◆ SHORT PROBLEM: Collect every line below that contains the string "water", and copy each one out in full.

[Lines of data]
START
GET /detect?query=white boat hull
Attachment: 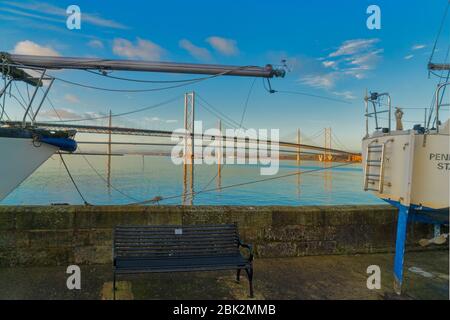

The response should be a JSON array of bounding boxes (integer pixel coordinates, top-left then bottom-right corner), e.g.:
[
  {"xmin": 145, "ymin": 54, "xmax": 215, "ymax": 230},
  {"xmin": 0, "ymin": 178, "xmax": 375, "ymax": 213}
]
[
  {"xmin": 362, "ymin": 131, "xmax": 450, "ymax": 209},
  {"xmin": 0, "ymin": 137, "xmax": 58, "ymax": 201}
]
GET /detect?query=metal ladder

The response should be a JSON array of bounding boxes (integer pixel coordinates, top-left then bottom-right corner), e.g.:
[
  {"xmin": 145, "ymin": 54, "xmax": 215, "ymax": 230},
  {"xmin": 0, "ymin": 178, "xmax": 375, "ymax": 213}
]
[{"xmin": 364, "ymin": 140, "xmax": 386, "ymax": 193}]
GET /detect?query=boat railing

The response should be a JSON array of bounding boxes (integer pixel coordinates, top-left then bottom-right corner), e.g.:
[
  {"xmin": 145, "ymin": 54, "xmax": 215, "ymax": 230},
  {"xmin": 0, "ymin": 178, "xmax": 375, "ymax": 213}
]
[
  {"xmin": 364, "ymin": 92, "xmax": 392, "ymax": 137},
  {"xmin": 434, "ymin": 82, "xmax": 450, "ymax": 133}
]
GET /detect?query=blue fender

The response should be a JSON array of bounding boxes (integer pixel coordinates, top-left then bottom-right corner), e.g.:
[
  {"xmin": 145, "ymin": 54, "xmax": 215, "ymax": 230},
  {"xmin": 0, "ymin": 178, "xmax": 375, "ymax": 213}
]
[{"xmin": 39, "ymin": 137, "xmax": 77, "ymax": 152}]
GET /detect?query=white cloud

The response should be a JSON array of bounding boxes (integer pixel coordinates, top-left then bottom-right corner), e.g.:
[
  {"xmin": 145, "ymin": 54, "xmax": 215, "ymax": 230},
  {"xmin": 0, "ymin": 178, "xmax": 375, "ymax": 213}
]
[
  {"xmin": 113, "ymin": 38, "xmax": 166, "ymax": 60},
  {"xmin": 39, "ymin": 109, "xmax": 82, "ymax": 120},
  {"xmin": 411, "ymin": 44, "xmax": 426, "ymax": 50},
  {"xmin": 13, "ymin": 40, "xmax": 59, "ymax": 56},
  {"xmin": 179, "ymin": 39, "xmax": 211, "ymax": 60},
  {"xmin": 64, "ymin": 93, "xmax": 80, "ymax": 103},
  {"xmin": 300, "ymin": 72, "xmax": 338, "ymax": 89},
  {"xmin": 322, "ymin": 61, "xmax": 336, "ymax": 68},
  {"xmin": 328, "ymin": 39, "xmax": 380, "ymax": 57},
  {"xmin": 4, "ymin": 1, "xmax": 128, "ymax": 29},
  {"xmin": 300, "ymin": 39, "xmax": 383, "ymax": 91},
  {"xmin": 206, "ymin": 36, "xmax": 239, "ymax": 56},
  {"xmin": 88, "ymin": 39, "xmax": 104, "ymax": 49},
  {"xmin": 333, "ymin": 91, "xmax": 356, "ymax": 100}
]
END
START
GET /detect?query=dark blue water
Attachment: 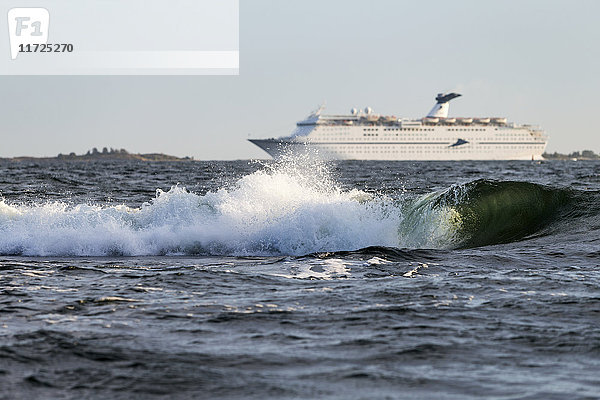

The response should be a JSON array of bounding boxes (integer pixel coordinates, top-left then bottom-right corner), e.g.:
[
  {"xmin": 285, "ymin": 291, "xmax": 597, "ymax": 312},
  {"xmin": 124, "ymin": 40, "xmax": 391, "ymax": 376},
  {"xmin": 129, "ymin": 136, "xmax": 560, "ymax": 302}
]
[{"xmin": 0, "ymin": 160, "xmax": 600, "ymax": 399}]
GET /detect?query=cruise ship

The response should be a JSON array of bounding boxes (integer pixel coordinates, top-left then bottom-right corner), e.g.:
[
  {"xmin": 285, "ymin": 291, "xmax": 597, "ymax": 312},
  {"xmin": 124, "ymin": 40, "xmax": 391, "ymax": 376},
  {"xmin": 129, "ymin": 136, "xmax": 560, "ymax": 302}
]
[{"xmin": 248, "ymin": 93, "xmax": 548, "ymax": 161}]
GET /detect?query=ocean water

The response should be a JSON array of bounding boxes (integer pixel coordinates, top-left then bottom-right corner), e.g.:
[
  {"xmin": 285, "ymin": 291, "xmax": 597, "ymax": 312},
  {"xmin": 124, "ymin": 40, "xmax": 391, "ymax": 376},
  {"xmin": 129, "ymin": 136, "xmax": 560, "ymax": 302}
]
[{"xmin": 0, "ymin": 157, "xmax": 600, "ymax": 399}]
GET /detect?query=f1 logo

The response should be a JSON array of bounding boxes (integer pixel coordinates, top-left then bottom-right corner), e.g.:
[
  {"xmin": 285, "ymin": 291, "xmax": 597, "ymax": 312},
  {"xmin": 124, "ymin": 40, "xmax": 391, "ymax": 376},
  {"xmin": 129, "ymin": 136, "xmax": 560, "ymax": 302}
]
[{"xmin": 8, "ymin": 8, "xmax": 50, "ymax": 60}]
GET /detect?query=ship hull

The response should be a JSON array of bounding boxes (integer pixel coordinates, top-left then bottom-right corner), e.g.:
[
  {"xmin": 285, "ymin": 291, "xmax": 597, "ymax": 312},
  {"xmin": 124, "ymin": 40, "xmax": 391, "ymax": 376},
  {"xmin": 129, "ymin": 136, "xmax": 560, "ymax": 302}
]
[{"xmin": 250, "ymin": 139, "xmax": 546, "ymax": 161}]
END
◆ TASK ANSWER:
GET /detect?query=dark blue water
GET /detect?query=ocean water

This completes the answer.